Goal of the exercise ▸ Edit the material from the line with "Target: shadow on ground" through the end, changing "gravel surface" to "loose gravel" and keeping everything else the same.

Annotation records:
━━━━━━━━

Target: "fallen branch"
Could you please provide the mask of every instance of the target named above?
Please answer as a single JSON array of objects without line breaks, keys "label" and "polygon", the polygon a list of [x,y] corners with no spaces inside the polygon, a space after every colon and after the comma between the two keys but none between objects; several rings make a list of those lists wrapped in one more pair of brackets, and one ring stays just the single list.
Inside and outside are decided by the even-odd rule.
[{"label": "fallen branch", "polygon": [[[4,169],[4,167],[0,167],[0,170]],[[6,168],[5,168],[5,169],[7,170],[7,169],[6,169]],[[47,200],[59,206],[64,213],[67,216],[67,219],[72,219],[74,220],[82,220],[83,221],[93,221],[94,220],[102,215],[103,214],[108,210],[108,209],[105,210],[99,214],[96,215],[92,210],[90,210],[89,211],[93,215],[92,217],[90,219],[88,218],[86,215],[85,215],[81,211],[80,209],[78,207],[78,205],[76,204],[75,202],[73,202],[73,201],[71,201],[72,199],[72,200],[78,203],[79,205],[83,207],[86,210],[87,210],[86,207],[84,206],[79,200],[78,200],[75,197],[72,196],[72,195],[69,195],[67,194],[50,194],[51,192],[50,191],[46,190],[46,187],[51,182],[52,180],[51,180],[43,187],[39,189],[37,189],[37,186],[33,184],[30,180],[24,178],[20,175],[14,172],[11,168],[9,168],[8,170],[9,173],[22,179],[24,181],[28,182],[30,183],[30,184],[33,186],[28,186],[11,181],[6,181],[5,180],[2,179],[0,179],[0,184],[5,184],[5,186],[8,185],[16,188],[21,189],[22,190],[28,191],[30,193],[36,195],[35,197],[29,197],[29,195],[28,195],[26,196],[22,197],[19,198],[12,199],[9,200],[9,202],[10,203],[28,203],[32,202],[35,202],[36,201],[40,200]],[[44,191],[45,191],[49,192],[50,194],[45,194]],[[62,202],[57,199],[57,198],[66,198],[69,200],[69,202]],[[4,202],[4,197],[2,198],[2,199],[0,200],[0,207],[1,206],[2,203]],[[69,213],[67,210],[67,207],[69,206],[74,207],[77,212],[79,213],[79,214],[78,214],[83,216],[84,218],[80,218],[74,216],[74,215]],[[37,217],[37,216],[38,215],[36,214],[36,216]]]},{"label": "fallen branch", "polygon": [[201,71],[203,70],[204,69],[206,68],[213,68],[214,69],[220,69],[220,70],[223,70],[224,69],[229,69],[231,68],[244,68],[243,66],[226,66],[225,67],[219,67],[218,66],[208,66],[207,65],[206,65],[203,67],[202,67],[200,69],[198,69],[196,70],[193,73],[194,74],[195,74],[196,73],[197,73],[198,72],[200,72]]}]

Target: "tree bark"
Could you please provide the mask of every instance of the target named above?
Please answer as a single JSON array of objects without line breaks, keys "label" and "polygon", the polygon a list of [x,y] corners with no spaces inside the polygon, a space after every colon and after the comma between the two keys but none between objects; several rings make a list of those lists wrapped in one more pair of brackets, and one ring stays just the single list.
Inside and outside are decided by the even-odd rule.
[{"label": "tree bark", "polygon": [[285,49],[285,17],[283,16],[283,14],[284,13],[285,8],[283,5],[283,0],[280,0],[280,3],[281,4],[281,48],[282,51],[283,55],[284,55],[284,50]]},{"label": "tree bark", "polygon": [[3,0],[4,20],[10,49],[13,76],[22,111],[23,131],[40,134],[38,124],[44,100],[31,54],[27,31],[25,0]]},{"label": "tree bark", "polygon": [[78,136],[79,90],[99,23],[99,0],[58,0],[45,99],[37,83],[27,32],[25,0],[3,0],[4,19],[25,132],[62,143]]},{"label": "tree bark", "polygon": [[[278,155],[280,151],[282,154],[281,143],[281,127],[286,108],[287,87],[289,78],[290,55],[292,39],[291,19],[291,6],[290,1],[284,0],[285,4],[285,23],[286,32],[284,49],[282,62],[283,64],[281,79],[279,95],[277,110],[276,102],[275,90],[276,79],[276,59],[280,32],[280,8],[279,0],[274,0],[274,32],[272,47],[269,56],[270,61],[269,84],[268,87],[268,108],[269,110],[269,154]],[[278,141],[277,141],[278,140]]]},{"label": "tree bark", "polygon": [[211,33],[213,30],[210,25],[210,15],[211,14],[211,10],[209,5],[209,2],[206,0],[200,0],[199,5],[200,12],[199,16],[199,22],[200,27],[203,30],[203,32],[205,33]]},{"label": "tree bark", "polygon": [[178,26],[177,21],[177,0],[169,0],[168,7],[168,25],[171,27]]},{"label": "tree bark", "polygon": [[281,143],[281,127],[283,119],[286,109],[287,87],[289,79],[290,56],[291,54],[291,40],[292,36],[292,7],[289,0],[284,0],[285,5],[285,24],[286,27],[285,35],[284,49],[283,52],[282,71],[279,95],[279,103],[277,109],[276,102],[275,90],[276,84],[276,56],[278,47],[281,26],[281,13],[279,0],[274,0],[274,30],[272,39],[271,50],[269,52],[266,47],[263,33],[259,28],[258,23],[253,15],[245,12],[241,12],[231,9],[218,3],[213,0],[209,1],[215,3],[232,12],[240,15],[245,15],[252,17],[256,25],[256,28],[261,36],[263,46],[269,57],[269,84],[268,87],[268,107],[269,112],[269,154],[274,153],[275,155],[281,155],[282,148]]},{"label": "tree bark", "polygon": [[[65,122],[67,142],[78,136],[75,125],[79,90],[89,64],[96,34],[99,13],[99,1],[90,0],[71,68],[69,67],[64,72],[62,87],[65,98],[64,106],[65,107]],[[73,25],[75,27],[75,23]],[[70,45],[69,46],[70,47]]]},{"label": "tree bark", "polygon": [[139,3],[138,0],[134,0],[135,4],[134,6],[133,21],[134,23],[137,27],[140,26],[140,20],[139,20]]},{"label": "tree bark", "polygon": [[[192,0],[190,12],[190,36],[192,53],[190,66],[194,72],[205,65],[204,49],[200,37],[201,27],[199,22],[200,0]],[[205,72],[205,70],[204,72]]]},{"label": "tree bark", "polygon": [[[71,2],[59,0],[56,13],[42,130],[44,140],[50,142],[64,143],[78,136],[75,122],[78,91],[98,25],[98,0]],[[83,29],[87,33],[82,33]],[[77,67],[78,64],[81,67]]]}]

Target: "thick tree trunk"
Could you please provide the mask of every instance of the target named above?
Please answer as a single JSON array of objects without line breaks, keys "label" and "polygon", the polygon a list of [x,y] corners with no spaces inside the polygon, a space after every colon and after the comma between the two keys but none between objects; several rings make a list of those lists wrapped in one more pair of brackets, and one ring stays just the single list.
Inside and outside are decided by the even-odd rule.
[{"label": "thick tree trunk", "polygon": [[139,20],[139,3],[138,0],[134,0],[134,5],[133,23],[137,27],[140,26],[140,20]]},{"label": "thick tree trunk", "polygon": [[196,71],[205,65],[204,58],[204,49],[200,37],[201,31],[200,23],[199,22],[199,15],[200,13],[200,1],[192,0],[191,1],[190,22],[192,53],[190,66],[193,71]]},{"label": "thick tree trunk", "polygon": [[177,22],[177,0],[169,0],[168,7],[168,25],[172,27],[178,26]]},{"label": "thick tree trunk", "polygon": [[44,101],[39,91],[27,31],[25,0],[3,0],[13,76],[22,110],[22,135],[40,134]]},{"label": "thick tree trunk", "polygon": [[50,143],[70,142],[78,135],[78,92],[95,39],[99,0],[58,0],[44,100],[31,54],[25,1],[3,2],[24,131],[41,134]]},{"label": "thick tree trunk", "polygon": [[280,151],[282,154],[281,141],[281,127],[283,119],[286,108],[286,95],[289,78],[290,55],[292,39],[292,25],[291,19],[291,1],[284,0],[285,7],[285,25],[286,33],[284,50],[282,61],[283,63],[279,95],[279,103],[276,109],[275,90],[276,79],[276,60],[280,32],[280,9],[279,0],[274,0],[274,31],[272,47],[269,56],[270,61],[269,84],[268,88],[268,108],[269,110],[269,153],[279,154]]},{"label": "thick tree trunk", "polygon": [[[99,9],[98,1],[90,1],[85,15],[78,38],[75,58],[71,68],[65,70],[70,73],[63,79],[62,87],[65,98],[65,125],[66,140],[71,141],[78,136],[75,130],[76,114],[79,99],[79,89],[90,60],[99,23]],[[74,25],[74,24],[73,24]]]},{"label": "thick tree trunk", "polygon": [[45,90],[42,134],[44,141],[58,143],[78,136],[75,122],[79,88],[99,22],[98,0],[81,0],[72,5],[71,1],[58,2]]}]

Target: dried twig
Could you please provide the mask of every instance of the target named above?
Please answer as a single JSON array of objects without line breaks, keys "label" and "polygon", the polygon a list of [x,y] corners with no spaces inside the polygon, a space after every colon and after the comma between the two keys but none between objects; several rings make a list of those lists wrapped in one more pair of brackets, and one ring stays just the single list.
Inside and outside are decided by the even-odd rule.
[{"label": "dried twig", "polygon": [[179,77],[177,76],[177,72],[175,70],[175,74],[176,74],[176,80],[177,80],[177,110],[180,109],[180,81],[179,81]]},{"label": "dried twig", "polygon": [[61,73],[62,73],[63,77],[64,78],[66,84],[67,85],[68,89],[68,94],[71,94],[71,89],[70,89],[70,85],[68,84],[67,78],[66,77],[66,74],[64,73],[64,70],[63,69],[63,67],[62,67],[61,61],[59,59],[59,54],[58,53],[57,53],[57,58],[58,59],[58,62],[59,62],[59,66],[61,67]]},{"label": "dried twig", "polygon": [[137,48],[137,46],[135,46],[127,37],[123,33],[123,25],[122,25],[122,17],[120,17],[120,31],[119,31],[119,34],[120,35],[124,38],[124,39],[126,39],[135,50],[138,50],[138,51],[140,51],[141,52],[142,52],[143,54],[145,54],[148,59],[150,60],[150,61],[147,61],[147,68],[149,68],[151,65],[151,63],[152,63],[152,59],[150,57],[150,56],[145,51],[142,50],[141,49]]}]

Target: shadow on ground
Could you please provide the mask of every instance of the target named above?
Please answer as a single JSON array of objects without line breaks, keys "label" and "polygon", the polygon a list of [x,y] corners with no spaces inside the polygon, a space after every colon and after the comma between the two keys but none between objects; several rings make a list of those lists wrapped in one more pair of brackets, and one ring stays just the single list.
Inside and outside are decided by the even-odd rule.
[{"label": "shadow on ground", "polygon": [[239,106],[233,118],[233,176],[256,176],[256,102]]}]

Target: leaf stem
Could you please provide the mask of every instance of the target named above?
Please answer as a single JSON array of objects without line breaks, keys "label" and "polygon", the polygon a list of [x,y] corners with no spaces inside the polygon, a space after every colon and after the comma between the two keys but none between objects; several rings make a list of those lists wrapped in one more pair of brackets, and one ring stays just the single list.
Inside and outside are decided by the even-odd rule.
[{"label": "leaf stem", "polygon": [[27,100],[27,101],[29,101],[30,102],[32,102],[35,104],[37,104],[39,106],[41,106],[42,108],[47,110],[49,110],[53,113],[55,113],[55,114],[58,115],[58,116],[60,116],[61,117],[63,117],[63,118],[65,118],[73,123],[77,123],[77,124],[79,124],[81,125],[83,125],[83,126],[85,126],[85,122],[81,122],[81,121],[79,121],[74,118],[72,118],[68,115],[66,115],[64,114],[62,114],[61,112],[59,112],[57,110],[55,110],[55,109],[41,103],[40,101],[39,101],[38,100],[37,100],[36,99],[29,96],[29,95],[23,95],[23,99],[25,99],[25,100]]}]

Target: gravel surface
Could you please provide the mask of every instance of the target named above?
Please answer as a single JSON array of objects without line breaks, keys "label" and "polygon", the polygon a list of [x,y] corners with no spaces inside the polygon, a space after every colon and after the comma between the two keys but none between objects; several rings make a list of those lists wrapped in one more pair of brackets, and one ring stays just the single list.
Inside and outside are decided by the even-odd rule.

━━━━━━━━

Final result ▸
Target: shadow on ground
Could you please provide the mask of every instance of the target named above?
Please answer as a single JSON array of objects without line breaks, keys "label" and "polygon", the polygon a list of [x,y] corners with no spaces inside the polygon, a space after every colon and after the comma between the two keys but none between objects; several rings make a list of those lists wrapped in one more pair of brackets, and one ring stays just the single list.
Inside and outside are decided by the even-odd rule.
[{"label": "shadow on ground", "polygon": [[239,106],[233,118],[233,176],[256,176],[256,102]]}]

Target: leaf stem
Could you please provide the mask of every instance of the target named above?
Please answer as a single JSON array of objects without line breaks, keys "label" and "polygon", the polygon a list of [x,y] corners with no spaces inside the polygon, a space after every colon and after the comma between the two keys but none between objects; several rings make a list of those lists wrapped in one more pair of brackets, and one ring stays just the single list.
Inside and outside are decided by the even-odd rule.
[{"label": "leaf stem", "polygon": [[27,100],[27,101],[29,101],[30,102],[32,102],[35,104],[37,104],[39,106],[41,106],[42,108],[47,110],[49,110],[53,113],[55,113],[55,114],[58,115],[58,116],[60,116],[61,117],[63,117],[63,118],[65,118],[73,123],[77,123],[77,124],[79,124],[81,125],[83,125],[83,126],[85,126],[85,122],[81,122],[81,121],[79,121],[74,118],[72,118],[68,115],[66,115],[64,114],[62,114],[61,112],[59,112],[57,110],[55,110],[55,109],[41,103],[40,101],[39,101],[38,100],[37,100],[36,99],[29,96],[29,95],[23,95],[23,99],[25,99],[25,100]]}]

Target: loose gravel
Could you please provide the mask of every instance of the target named above?
Please answer as a single JSON array of objects without line breaks, keys "label" and "polygon", the polygon a list of [x,y] corners with no spaces inside the polygon, a space after every colon and after the comma between the two keys but none between objects; several rings make a list of those lists wrapped in one more pair of brackets, and one ring stays just the single list.
Inside and outside are decided by the even-odd rule.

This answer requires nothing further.